## DESCRIPTION OF THE TASK
Transcribe the Sedus sustainability text from "An effective approach" to "of the business.".

## EXCERPTED TEXT
Sedus was the first firm in its sector to achieve certification of its energy management system according to DIN ISO 50001. It has made a total switch to sustainable sources of electricity and in 2018 switched its chrome plating processes from what is known as Chrome VI to Chrome III. The move ensures that the factory now uses 80 percent fewer potentially harmful chemicals in its manufacturing processes.

CSR and sustainability

An effective approach to meeting ambitious sustainability standards requires an adherence to binding regulations, the establishment of clear structures and a sense of responsibility on the part of each individual within the organisation.

The core challenge of sustainability is to find ways of ensuring the wellbeing of the people of today while safeguarding it for future generations, so that everyone can live in an ecologically, socially and economically safe world. This approach defines our thinking and actions at Sedus. It is part of our corporate philosophy. We put it into practice consistently and on a daily basis. And we ensure that we have this way of thinking embedded in the cultures, structures and processes of the business.



Sedus was the first company in its sector to publish a sustainability report audited by the Global Reporting Initiative (GRI). Established in 1995, GRI and the Ecological Management and Audit Scheme (EMAS), this is the most stringent auditing process for manufacturers and Sedus is proud to be the first manufacturer in the office furniture sector to be awarded both labels.

## INPUT DATA
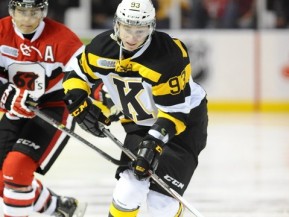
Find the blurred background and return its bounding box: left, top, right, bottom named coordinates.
left=0, top=0, right=289, bottom=112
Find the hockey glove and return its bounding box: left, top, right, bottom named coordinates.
left=132, top=135, right=164, bottom=180
left=91, top=83, right=123, bottom=121
left=64, top=89, right=110, bottom=137
left=0, top=83, right=35, bottom=118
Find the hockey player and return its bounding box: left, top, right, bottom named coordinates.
left=0, top=0, right=85, bottom=217
left=63, top=0, right=208, bottom=217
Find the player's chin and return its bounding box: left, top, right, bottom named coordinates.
left=124, top=43, right=139, bottom=51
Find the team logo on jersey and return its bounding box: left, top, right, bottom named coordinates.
left=1, top=45, right=18, bottom=57
left=97, top=59, right=116, bottom=69
left=20, top=43, right=42, bottom=58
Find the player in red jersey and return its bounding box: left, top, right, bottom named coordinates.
left=0, top=0, right=86, bottom=217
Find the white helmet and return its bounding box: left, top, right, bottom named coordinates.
left=115, top=0, right=156, bottom=32
left=8, top=0, right=48, bottom=17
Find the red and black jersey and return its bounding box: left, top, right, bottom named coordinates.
left=0, top=16, right=83, bottom=100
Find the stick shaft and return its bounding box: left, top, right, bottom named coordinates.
left=29, top=106, right=124, bottom=166
left=101, top=126, right=204, bottom=217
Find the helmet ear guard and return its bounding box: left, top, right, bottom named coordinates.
left=8, top=0, right=48, bottom=17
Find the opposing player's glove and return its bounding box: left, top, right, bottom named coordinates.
left=132, top=135, right=164, bottom=180
left=91, top=83, right=123, bottom=121
left=64, top=89, right=110, bottom=137
left=0, top=83, right=35, bottom=118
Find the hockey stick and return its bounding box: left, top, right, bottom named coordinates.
left=100, top=124, right=204, bottom=217
left=28, top=106, right=127, bottom=166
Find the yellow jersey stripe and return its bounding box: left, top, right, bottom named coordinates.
left=109, top=203, right=139, bottom=217
left=174, top=39, right=188, bottom=57
left=80, top=52, right=97, bottom=79
left=62, top=78, right=90, bottom=95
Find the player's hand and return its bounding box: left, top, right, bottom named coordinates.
left=91, top=83, right=123, bottom=121
left=65, top=89, right=110, bottom=137
left=132, top=135, right=164, bottom=180
left=0, top=83, right=35, bottom=118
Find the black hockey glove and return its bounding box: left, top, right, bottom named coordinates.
left=0, top=83, right=35, bottom=118
left=64, top=89, right=110, bottom=137
left=132, top=135, right=164, bottom=180
left=91, top=83, right=123, bottom=121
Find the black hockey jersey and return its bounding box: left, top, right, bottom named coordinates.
left=64, top=30, right=206, bottom=134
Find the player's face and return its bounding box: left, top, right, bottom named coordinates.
left=12, top=7, right=43, bottom=34
left=119, top=24, right=149, bottom=51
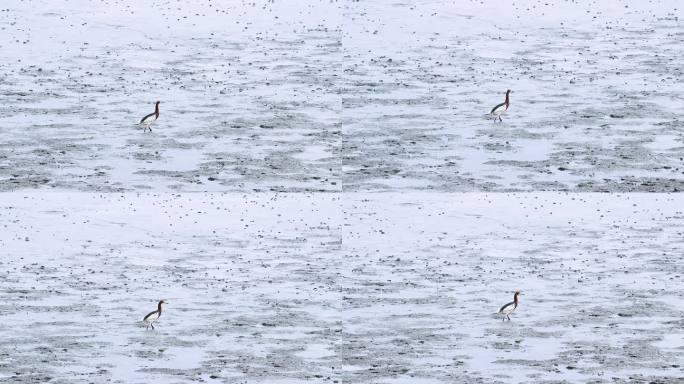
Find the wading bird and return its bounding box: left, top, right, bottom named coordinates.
left=496, top=291, right=521, bottom=321
left=138, top=98, right=160, bottom=132
left=143, top=300, right=166, bottom=329
left=489, top=89, right=511, bottom=122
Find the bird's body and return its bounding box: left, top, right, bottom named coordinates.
left=143, top=300, right=166, bottom=329
left=489, top=89, right=511, bottom=121
left=138, top=101, right=159, bottom=132
left=496, top=291, right=520, bottom=321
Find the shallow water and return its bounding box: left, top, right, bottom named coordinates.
left=0, top=0, right=684, bottom=384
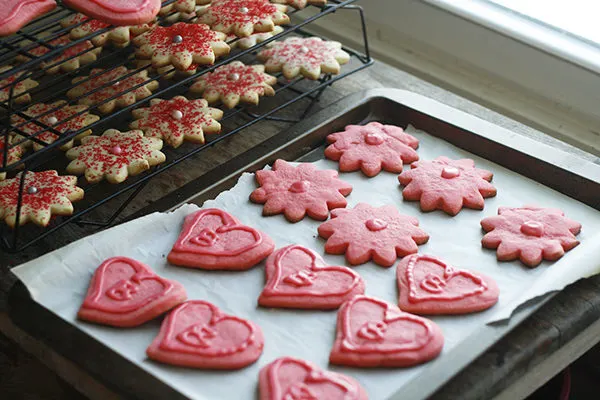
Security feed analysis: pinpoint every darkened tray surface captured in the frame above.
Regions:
[9,89,600,399]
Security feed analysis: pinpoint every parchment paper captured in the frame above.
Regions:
[13,127,600,400]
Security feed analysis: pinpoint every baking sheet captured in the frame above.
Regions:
[13,127,600,399]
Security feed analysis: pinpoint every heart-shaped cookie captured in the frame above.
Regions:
[258,245,365,309]
[77,257,187,327]
[259,357,368,400]
[167,208,275,270]
[146,300,264,369]
[396,254,500,315]
[329,295,444,367]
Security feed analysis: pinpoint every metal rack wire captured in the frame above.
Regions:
[0,0,373,252]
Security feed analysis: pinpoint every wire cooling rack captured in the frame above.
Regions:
[0,0,373,253]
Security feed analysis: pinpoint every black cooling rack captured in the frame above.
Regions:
[0,0,373,253]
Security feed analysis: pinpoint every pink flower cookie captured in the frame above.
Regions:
[77,257,187,328]
[190,61,277,108]
[11,100,100,151]
[133,22,230,70]
[258,357,369,400]
[257,37,350,79]
[250,160,352,222]
[258,245,365,310]
[0,65,38,104]
[197,0,290,37]
[398,157,496,215]
[66,129,166,183]
[396,254,500,315]
[146,300,264,369]
[325,122,419,176]
[129,96,223,148]
[67,66,158,114]
[0,171,83,227]
[329,295,444,367]
[481,206,581,267]
[319,203,429,267]
[167,208,275,271]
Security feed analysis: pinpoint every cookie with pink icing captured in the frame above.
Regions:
[0,0,56,36]
[67,66,158,114]
[0,65,38,104]
[77,257,187,328]
[250,159,352,222]
[325,122,419,176]
[146,300,264,370]
[329,295,444,367]
[257,37,350,79]
[258,357,369,400]
[190,61,277,108]
[66,129,166,183]
[318,203,429,267]
[133,22,230,70]
[0,170,83,227]
[197,0,290,37]
[258,245,365,310]
[396,254,500,315]
[64,0,161,26]
[398,157,496,215]
[481,206,581,267]
[11,100,100,151]
[167,208,275,271]
[129,96,223,148]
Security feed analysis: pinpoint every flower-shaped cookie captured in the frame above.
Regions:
[133,22,230,70]
[190,61,277,108]
[271,0,327,10]
[67,66,158,114]
[129,96,223,147]
[481,206,581,267]
[11,100,100,151]
[0,65,38,104]
[250,160,352,222]
[0,171,83,227]
[257,37,350,79]
[325,122,419,176]
[319,203,429,267]
[198,0,290,37]
[17,35,102,74]
[67,129,166,183]
[398,157,496,215]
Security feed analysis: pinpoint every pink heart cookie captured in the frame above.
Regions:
[396,254,500,315]
[329,295,444,367]
[167,208,275,270]
[259,357,368,400]
[146,300,264,369]
[258,245,365,309]
[77,257,187,327]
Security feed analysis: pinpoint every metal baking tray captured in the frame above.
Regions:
[9,89,600,400]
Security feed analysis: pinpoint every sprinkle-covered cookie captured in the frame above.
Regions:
[398,157,496,215]
[481,206,581,267]
[250,160,352,222]
[198,0,290,37]
[0,171,83,228]
[258,37,350,79]
[0,65,38,104]
[318,203,429,267]
[17,35,102,74]
[66,129,166,183]
[11,100,100,151]
[325,122,419,176]
[133,22,230,70]
[190,61,277,108]
[129,96,223,147]
[67,66,158,114]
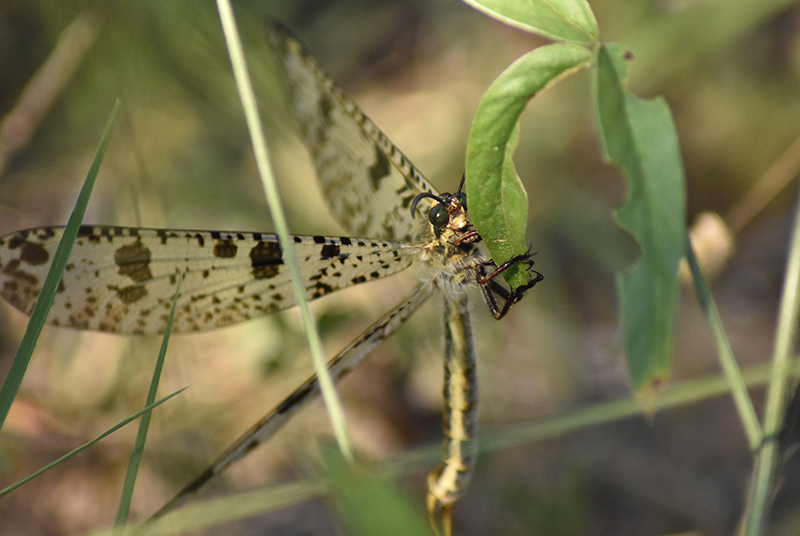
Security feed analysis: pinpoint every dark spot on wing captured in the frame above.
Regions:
[214,240,239,259]
[320,244,340,259]
[255,242,283,279]
[108,285,147,306]
[369,145,389,191]
[114,240,153,283]
[19,241,50,266]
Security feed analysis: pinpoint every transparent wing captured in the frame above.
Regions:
[266,21,435,242]
[0,226,416,334]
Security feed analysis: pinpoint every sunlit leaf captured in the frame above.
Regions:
[594,46,686,395]
[464,0,598,45]
[466,43,592,288]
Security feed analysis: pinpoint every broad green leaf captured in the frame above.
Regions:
[466,43,592,288]
[464,0,598,45]
[594,45,687,395]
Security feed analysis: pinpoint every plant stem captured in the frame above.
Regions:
[744,186,800,536]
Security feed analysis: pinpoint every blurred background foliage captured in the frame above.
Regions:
[0,0,800,535]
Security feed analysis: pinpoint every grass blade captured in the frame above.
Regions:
[114,272,183,527]
[0,100,120,429]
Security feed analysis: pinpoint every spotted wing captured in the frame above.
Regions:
[266,21,435,242]
[0,226,415,334]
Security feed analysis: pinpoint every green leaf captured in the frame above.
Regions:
[464,0,598,45]
[466,43,592,288]
[594,45,687,394]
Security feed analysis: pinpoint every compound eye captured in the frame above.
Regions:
[456,192,467,210]
[428,205,450,227]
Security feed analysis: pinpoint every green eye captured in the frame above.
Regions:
[456,192,467,210]
[428,205,450,227]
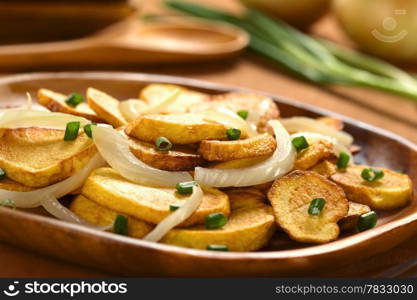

## REPLY
An effective approach to meeting ambitious sustainability standards requires an adherence to binding regulations, the establishment of clear structures and a sense of responsibility on the part of each individual within the organisation.

The core challenge of sustainability is to find ways of ensuring the wellbeing of the people of today while safeguarding it for future generations, so that everyone can live in an ecologically, socially and economically safe world. This approach defines our thinking and actions at Sedus. It is part of our corporate philosophy. We put it into practice consistently and on a daily basis. And we ensure that we have this way of thinking embedded in the cultures, structures and processes of the business.